- Supplied records -
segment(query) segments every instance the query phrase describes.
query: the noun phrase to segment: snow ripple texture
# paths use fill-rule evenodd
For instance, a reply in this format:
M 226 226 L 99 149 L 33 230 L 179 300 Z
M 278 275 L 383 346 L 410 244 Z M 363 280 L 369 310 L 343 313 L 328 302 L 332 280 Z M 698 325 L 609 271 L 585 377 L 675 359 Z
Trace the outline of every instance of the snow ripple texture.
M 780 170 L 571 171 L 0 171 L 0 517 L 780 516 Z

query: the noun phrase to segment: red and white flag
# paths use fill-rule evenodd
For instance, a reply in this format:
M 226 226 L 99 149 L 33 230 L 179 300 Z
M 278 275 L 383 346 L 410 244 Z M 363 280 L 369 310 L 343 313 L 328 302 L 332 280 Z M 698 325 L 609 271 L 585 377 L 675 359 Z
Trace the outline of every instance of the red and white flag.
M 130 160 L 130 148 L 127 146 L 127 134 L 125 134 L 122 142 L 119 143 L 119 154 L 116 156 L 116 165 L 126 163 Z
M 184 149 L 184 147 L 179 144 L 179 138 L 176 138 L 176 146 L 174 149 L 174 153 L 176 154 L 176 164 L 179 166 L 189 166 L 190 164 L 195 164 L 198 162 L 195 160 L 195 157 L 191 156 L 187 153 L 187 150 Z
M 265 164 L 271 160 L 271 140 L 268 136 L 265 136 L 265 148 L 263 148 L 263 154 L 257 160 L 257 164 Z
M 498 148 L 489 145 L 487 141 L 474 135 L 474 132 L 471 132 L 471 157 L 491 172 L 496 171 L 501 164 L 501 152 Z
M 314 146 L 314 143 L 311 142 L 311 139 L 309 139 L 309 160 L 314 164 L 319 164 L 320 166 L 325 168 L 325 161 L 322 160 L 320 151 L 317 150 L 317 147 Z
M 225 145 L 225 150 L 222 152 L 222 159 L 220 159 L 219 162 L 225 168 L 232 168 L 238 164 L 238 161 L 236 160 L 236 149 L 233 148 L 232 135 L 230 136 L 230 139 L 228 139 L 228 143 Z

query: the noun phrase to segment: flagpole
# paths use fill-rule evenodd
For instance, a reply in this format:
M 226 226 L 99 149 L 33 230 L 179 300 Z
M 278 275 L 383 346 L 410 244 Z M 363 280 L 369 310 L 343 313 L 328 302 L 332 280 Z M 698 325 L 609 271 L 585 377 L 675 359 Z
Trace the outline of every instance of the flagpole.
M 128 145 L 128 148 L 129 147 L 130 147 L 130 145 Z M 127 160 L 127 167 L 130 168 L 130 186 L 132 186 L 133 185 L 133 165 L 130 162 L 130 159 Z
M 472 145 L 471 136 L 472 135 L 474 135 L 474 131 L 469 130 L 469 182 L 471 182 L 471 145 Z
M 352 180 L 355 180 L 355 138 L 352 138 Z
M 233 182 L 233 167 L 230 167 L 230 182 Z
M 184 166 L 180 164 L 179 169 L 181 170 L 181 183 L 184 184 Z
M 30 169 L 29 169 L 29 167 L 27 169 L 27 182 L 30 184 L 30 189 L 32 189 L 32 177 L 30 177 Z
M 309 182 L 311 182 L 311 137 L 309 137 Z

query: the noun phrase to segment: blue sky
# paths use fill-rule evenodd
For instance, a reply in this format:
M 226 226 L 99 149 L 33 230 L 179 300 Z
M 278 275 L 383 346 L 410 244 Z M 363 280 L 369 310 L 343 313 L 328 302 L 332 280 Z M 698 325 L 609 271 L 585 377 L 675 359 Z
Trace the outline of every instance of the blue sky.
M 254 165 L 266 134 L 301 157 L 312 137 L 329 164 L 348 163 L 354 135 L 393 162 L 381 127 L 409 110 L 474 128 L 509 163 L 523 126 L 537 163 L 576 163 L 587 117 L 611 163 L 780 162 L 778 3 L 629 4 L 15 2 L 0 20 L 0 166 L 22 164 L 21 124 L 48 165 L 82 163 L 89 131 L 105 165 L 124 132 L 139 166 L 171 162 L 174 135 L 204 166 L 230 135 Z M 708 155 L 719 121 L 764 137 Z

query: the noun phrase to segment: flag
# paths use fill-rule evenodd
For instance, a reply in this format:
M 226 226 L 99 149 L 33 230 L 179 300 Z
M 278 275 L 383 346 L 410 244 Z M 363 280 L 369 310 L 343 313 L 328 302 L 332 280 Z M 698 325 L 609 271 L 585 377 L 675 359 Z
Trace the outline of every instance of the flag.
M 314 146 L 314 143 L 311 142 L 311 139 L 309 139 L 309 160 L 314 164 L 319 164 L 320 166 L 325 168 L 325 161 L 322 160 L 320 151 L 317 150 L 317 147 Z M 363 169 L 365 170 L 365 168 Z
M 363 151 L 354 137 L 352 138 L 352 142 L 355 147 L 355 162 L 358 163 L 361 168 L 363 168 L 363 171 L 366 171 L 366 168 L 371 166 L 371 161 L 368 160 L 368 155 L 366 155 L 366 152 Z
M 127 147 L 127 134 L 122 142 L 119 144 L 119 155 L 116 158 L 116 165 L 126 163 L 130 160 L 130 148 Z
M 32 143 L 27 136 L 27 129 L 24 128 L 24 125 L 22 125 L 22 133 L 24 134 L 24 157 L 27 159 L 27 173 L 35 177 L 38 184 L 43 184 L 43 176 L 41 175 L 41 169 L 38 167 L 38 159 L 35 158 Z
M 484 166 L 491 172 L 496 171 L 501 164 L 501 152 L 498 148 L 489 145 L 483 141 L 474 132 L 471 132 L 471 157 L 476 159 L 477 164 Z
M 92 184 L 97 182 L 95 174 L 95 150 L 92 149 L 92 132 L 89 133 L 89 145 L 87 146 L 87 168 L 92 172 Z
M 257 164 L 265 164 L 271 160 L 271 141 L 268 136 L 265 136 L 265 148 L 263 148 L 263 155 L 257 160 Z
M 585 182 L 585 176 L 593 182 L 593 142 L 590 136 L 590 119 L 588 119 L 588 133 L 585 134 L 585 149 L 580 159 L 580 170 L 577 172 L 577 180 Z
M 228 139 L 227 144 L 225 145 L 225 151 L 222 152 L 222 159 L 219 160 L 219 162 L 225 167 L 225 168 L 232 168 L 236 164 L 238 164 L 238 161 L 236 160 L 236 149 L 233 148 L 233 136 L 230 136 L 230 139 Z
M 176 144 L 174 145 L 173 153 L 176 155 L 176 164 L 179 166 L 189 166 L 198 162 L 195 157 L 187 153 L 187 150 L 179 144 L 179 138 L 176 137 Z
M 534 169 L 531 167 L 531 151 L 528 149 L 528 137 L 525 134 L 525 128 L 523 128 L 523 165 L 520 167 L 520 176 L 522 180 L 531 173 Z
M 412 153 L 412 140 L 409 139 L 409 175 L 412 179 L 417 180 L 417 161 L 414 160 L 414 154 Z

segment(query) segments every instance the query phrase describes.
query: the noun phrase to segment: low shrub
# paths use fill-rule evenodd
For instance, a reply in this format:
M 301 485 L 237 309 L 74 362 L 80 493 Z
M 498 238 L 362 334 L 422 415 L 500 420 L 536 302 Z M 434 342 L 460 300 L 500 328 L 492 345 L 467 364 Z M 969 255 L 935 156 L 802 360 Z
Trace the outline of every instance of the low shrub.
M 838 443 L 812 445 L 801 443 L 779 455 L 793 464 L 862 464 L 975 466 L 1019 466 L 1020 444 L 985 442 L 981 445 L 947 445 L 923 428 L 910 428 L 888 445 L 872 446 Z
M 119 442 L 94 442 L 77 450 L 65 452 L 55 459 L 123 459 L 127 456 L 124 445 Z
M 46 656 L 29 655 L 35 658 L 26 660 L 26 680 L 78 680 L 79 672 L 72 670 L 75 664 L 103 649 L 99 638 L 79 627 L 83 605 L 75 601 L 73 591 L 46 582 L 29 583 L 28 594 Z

- What you will do -
Give the listing again in full, and make every line match exactly.

- Answer space -
segment(query) segments every instance the query phrase describes.
query: the noun phrase to segment: snow ripple texture
# paths use fill-rule evenodd
For instance, a reply in this format:
M 226 226 L 99 149 L 33 230 L 179 300 Z
M 278 275 L 383 346 L 410 244 Z M 363 280 L 369 310 L 343 313 L 328 302 L 332 280 Z M 698 325 L 609 271 L 585 377 L 675 359 Z
Trace the outline of every instance of the snow ripple texture.
M 780 170 L 571 171 L 0 171 L 0 517 L 780 516 Z

query: the noun phrase to segment: red and white flag
# paths use fill-rule evenodd
For instance, a reply in this format:
M 226 226 L 99 149 L 33 230 L 179 300 Z
M 278 275 L 383 346 L 410 244 Z M 363 280 L 369 310 L 343 313 L 328 302 L 332 280 Z M 698 325 L 609 271 L 585 377 L 675 359 Z
Trace the outline of every instance of the red and white flag.
M 130 160 L 130 148 L 127 146 L 127 134 L 125 134 L 122 142 L 119 143 L 119 154 L 116 156 L 116 165 L 126 163 Z
M 184 149 L 184 147 L 179 144 L 179 138 L 176 138 L 176 146 L 174 149 L 174 153 L 176 154 L 176 164 L 179 166 L 189 166 L 190 164 L 195 164 L 198 162 L 195 160 L 195 157 L 191 156 L 187 153 L 187 150 Z
M 265 164 L 271 160 L 271 140 L 268 136 L 265 136 L 265 148 L 263 148 L 263 154 L 257 160 L 257 164 Z
M 498 148 L 489 145 L 487 141 L 474 135 L 474 132 L 471 132 L 471 157 L 491 172 L 496 171 L 501 164 L 501 152 Z
M 314 146 L 314 143 L 311 142 L 311 139 L 309 139 L 309 160 L 314 164 L 319 164 L 320 166 L 325 168 L 325 161 L 322 160 L 320 151 L 317 150 L 317 147 Z
M 225 145 L 225 150 L 222 152 L 222 159 L 220 159 L 219 162 L 225 168 L 232 168 L 238 164 L 238 161 L 236 160 L 236 149 L 233 148 L 232 135 L 230 136 L 230 139 L 228 139 L 228 143 Z

query: the noun phrase to segment: flagpole
# paths use fill-rule evenodd
For instance, a reply in this format:
M 226 226 L 99 149 L 33 230 L 179 300 Z
M 278 275 L 383 346 L 410 244 Z M 363 280 L 369 310 L 343 313 L 328 302 L 332 280 Z M 698 325 L 609 271 L 585 377 L 675 359 Z
Trace the outline of every instance of the flagpole.
M 128 145 L 128 148 L 129 147 L 130 147 L 130 145 Z M 127 160 L 127 167 L 130 168 L 130 186 L 132 186 L 133 185 L 133 165 L 130 162 L 130 159 Z
M 472 145 L 471 136 L 472 135 L 474 135 L 474 131 L 469 130 L 469 182 L 471 182 L 471 145 Z
M 352 180 L 355 180 L 355 138 L 352 138 Z
M 233 182 L 233 167 L 230 167 L 230 182 Z
M 184 166 L 180 164 L 179 169 L 181 170 L 181 183 L 184 184 Z
M 30 169 L 29 169 L 29 167 L 27 169 L 27 182 L 30 184 L 30 189 L 32 189 L 32 177 L 30 177 Z
M 309 182 L 311 182 L 311 137 L 309 137 Z

query: the noun phrase to segment: blue sky
# paths use fill-rule evenodd
For instance, a reply in this format:
M 226 226 L 99 149 L 33 230 L 179 300 Z
M 278 275 L 383 346 L 410 244 Z M 363 280 L 369 310 L 343 313 L 328 302 L 332 280 Z M 698 325 L 609 271 L 585 377 L 675 359 Z
Trace the outline of every instance of the blue sky.
M 254 165 L 266 134 L 301 157 L 312 137 L 329 164 L 348 163 L 354 135 L 393 162 L 381 127 L 409 110 L 474 128 L 509 163 L 523 126 L 537 163 L 576 163 L 587 117 L 611 163 L 780 162 L 778 3 L 629 4 L 15 2 L 0 20 L 0 166 L 22 164 L 21 124 L 48 165 L 82 163 L 89 131 L 105 165 L 124 132 L 139 166 L 171 162 L 174 135 L 204 166 L 230 135 Z M 708 155 L 719 121 L 764 137 Z

query: the noun phrase to segment: flag
# paths use fill-rule evenodd
For instance, a reply in this format:
M 226 226 L 99 149 L 33 230 L 179 300 Z
M 278 275 L 383 346 L 410 244 Z M 363 280 L 369 310 L 343 313 L 328 302 L 332 280 Z M 698 325 L 609 271 L 585 377 L 675 359 Z
Trace the outline of every instance of the flag.
M 314 146 L 314 143 L 311 142 L 311 139 L 309 139 L 309 160 L 314 164 L 319 164 L 320 166 L 325 168 L 325 161 L 322 160 L 320 151 L 317 150 L 317 147 Z M 363 169 L 365 170 L 365 168 Z
M 363 151 L 354 137 L 352 138 L 352 142 L 355 147 L 355 162 L 358 163 L 361 168 L 363 168 L 363 171 L 366 171 L 366 168 L 371 166 L 371 161 L 368 160 L 368 155 L 366 155 L 366 152 Z
M 127 147 L 127 134 L 122 142 L 119 144 L 119 155 L 116 158 L 116 165 L 126 163 L 130 160 L 130 148 Z
M 32 143 L 27 136 L 27 129 L 24 128 L 24 125 L 22 125 L 22 133 L 24 134 L 24 157 L 27 159 L 27 173 L 35 177 L 38 184 L 43 184 L 43 176 L 41 175 L 41 169 L 38 167 L 38 159 L 35 158 Z
M 484 166 L 491 172 L 496 171 L 501 164 L 501 152 L 498 148 L 489 145 L 483 141 L 474 132 L 471 132 L 471 157 L 476 159 L 477 164 Z
M 92 184 L 97 182 L 95 174 L 95 150 L 92 149 L 92 132 L 89 133 L 89 145 L 87 146 L 87 168 L 92 172 Z
M 257 164 L 265 164 L 271 160 L 271 141 L 268 136 L 265 136 L 265 148 L 263 148 L 263 155 L 257 160 Z
M 585 182 L 585 176 L 593 182 L 593 142 L 590 136 L 590 119 L 588 119 L 588 133 L 585 134 L 585 149 L 580 159 L 580 170 L 577 172 L 577 180 Z
M 228 139 L 227 144 L 225 145 L 225 151 L 222 152 L 222 159 L 219 160 L 219 162 L 225 167 L 225 168 L 232 168 L 236 164 L 238 164 L 238 161 L 236 160 L 236 149 L 233 148 L 233 136 L 230 136 L 230 139 Z
M 176 144 L 174 145 L 173 153 L 176 155 L 176 164 L 179 166 L 189 166 L 198 162 L 195 157 L 187 153 L 187 150 L 179 144 L 179 138 L 176 137 Z
M 534 169 L 531 167 L 531 151 L 528 149 L 528 137 L 525 134 L 525 128 L 523 128 L 523 165 L 520 167 L 520 176 L 522 180 L 531 173 Z
M 412 153 L 412 140 L 409 139 L 409 175 L 412 179 L 417 180 L 417 161 L 414 160 L 414 154 Z

segment(query) segments every instance the query phrase describes.
query: the noun phrase to segment: low shrub
# paths use fill-rule evenodd
For instance, a reply in this format:
M 301 485 L 237 309 L 74 362 L 80 493 Z
M 498 238 L 362 334 L 422 415 L 500 420 L 536 302 Z M 434 342 L 460 300 L 500 328 L 492 345 L 467 364 Z M 969 255 L 935 156 L 802 360 Z
Trace the outline of every instance of the low shrub.
M 838 443 L 812 445 L 801 443 L 779 455 L 793 464 L 862 464 L 975 466 L 1019 466 L 1020 444 L 985 442 L 981 445 L 947 445 L 923 428 L 910 428 L 888 445 L 872 446 Z
M 119 442 L 94 442 L 77 450 L 65 452 L 55 459 L 123 459 L 127 456 L 124 445 Z
M 46 656 L 29 655 L 35 658 L 26 660 L 26 680 L 78 680 L 79 672 L 72 670 L 75 664 L 103 649 L 99 638 L 79 627 L 83 605 L 75 601 L 73 591 L 46 582 L 29 583 L 28 594 Z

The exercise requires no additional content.